Beginning at the line that contains "If you could pin the snow-covered" and ending at the last line of the records below, retype each line exactly and add nothing.

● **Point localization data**
------------------------------
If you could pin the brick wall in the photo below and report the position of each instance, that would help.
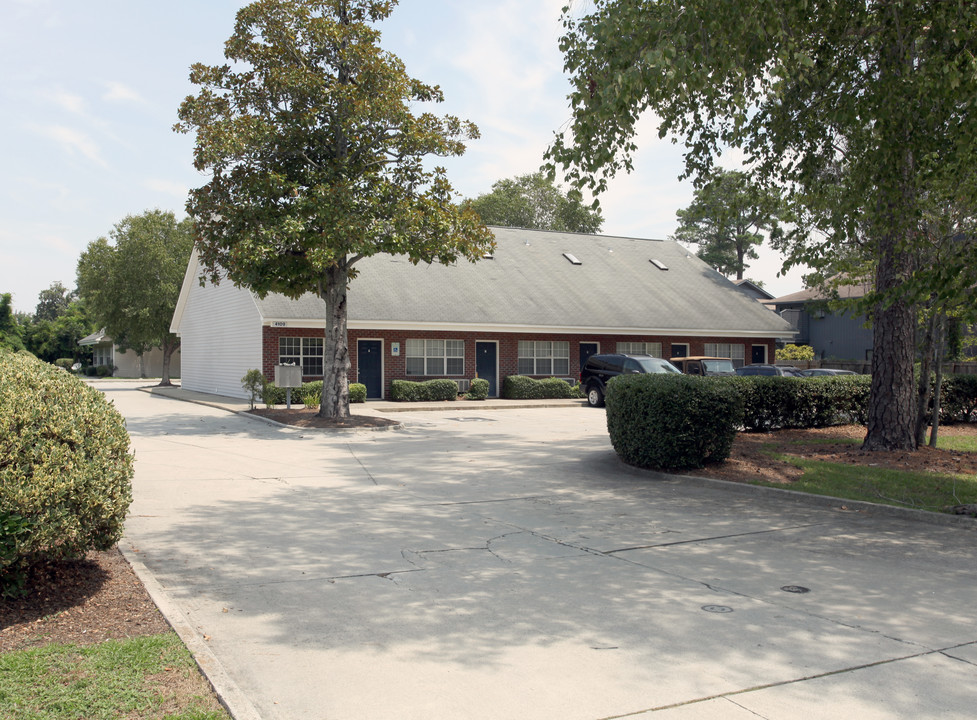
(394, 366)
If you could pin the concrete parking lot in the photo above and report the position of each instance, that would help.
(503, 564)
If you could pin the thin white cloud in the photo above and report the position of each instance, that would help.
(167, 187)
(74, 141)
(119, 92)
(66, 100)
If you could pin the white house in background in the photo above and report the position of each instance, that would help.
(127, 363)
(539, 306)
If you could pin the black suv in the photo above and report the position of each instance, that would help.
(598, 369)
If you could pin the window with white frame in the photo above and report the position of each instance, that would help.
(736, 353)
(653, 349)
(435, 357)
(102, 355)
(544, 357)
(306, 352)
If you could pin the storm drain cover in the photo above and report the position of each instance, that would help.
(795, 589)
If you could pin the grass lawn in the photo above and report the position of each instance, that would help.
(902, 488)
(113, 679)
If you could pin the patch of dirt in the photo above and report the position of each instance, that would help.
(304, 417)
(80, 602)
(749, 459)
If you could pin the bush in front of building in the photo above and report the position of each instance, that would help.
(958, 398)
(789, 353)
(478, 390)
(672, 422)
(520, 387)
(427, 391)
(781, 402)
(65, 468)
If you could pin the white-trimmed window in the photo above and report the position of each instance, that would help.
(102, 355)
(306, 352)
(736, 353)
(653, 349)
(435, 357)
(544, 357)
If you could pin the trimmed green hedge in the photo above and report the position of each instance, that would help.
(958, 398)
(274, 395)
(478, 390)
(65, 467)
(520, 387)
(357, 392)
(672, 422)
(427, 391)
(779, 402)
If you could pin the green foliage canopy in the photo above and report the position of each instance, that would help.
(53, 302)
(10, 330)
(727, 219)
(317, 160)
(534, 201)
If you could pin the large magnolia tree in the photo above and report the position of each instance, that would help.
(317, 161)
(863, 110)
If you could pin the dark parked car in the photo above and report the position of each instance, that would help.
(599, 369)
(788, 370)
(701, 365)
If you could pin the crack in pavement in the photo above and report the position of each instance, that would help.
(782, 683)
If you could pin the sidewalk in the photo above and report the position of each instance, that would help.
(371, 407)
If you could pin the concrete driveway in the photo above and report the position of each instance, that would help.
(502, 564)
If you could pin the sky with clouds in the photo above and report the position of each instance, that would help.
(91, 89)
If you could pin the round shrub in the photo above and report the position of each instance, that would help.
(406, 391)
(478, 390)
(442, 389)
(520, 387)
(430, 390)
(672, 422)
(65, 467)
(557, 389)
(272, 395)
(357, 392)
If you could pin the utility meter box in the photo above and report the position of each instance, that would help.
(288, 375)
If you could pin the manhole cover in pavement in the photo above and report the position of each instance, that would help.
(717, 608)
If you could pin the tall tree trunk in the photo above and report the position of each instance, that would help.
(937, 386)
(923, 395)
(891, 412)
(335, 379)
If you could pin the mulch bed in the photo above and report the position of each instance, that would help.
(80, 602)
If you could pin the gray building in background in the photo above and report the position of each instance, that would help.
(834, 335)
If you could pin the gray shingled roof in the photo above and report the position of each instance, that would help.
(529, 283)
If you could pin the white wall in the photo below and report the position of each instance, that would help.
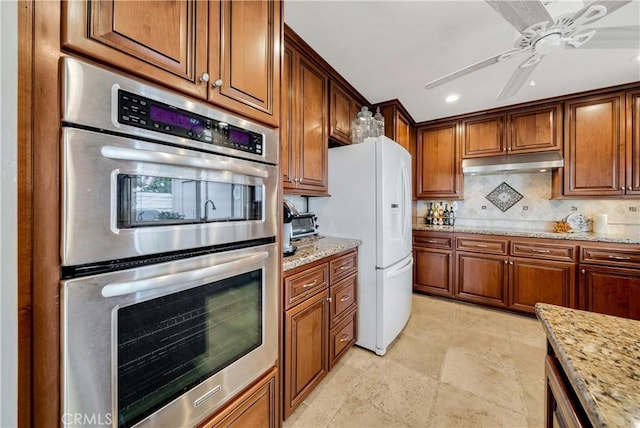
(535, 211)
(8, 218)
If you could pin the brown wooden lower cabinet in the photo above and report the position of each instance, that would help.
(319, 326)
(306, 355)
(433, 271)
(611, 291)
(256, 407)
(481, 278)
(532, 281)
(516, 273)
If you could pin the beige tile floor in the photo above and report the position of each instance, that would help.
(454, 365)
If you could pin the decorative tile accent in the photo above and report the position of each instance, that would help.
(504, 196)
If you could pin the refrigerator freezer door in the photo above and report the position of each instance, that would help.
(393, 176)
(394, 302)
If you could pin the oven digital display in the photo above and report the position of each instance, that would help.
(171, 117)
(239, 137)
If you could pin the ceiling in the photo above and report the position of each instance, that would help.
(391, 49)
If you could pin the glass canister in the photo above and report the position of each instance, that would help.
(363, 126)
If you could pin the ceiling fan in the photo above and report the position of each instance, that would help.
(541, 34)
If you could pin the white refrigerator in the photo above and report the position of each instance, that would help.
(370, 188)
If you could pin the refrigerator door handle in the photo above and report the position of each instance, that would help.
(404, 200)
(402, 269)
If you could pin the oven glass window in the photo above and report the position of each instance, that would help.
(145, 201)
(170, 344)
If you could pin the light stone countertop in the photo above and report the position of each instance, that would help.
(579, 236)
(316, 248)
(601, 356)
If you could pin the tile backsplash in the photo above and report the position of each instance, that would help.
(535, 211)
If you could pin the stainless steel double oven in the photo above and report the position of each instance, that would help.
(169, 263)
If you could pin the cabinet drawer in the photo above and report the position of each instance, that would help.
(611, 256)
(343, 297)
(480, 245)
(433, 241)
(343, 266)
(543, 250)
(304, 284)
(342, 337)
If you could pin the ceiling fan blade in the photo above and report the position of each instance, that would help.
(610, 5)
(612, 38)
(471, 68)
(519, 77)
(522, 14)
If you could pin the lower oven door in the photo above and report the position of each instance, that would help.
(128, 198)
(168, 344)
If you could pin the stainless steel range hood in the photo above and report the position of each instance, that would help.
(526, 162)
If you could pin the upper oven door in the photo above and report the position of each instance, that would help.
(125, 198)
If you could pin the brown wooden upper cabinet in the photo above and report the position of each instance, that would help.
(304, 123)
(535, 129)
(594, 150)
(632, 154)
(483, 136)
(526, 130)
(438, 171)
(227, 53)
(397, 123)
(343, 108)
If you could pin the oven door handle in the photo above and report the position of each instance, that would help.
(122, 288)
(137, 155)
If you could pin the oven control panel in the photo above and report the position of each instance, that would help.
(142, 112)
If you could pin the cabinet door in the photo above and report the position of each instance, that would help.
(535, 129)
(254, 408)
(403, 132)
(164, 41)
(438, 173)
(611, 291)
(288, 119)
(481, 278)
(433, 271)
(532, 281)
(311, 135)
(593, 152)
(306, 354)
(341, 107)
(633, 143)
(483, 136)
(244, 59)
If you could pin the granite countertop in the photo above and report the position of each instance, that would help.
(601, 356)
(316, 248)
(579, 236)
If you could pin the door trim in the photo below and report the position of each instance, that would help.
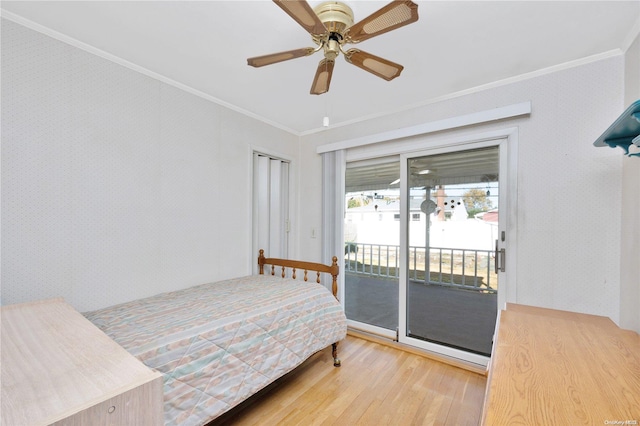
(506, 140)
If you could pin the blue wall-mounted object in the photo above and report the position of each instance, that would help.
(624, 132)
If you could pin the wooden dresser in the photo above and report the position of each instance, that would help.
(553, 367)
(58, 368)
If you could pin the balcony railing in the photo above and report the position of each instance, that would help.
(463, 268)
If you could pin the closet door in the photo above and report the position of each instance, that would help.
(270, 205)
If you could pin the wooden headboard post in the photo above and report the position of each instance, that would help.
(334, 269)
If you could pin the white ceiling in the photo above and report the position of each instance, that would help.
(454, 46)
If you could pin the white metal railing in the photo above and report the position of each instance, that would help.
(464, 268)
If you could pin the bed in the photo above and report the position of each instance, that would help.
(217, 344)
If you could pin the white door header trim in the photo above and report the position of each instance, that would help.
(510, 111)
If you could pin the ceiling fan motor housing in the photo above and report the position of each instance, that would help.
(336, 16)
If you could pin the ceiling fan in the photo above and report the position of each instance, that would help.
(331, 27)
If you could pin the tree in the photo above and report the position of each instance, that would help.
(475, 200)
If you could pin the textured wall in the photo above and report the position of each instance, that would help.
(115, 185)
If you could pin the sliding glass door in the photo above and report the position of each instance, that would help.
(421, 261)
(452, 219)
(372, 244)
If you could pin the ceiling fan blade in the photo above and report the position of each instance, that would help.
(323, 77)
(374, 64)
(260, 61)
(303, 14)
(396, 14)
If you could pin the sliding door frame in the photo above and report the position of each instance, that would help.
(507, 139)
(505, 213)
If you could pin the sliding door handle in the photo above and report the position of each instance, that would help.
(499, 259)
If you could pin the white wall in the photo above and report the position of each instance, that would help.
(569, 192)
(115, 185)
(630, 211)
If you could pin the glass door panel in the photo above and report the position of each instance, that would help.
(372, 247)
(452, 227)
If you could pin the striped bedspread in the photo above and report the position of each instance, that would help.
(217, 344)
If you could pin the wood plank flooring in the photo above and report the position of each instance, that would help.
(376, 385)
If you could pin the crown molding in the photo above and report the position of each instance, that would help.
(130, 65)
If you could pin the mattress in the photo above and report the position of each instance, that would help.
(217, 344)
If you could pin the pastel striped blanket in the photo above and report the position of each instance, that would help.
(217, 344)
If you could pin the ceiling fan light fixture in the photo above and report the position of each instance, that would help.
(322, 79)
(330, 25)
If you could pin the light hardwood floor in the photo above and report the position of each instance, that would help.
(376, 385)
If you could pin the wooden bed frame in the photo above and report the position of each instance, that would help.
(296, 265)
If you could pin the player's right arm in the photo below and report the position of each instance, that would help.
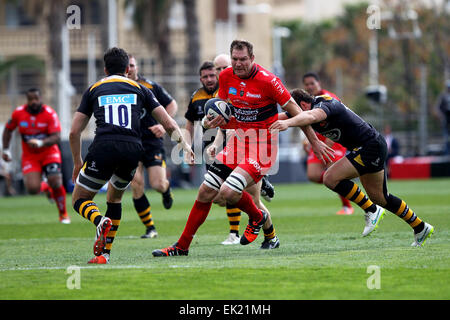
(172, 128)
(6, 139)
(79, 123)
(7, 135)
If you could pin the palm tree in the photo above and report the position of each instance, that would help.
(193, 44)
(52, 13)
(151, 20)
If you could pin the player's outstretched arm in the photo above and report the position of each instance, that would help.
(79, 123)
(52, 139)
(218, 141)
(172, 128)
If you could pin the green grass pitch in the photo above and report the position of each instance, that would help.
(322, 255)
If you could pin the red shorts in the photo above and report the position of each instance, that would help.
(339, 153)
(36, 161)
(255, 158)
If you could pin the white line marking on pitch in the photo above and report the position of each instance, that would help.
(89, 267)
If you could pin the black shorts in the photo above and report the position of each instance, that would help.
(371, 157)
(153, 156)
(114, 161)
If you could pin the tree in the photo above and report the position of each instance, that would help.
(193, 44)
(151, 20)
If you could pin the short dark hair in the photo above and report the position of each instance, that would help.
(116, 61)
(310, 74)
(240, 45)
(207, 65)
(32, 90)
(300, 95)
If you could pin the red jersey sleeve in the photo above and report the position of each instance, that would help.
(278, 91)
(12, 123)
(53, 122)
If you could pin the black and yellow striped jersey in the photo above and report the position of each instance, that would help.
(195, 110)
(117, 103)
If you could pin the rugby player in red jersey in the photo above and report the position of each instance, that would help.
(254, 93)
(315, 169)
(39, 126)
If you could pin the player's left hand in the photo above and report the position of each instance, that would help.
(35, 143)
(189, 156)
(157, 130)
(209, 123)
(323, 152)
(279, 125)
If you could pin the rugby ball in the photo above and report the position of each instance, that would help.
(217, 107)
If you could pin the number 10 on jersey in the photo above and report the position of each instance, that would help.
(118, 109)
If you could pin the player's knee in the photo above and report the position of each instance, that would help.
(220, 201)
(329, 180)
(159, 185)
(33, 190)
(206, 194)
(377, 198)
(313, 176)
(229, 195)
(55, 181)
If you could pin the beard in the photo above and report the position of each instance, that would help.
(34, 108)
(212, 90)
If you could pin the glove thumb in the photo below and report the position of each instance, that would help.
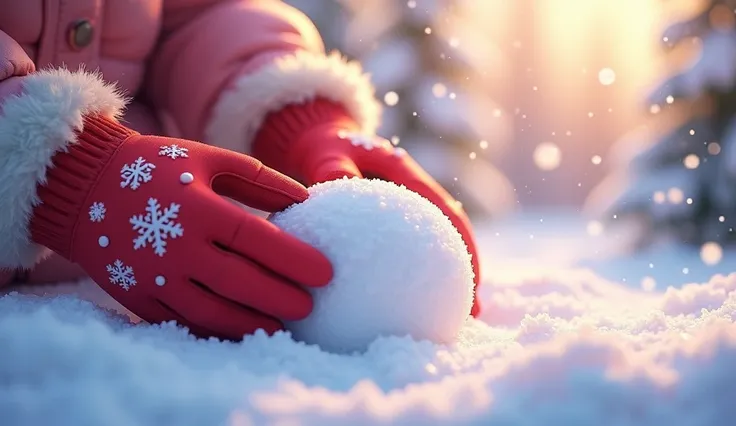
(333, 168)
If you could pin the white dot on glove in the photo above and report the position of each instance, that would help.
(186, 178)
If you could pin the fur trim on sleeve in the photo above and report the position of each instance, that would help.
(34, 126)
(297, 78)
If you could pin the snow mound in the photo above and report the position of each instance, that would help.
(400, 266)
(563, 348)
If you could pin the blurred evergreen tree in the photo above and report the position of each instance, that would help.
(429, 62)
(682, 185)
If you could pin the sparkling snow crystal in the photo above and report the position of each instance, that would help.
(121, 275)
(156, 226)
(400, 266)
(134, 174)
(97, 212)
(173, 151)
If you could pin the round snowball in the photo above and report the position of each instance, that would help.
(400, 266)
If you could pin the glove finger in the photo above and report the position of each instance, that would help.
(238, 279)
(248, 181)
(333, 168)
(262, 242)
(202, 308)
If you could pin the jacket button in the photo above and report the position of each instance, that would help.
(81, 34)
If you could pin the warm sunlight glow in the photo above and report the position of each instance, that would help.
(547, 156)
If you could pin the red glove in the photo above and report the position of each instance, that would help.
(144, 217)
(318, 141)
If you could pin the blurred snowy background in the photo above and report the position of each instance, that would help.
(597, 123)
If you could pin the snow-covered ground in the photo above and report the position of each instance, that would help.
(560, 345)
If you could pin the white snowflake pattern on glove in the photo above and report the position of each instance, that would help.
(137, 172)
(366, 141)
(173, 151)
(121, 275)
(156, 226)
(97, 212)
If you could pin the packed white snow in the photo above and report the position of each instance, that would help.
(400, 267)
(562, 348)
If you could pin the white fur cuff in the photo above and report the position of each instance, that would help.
------------------------------
● **RESPONSE AREA**
If you could pin the snow-covered ground in the photo above and report the position of each instance, that would help.
(560, 345)
If you could pin the white snowflake pattern on glove in the photo above and report the position of each instance, that would help.
(137, 172)
(366, 141)
(173, 151)
(121, 275)
(156, 226)
(97, 212)
If you could pin the packed white snow in the photo above and report the position of each instance, that would help.
(400, 267)
(562, 348)
If you could pin the white fur cuff in the photo above and report the position of each instance, that would help.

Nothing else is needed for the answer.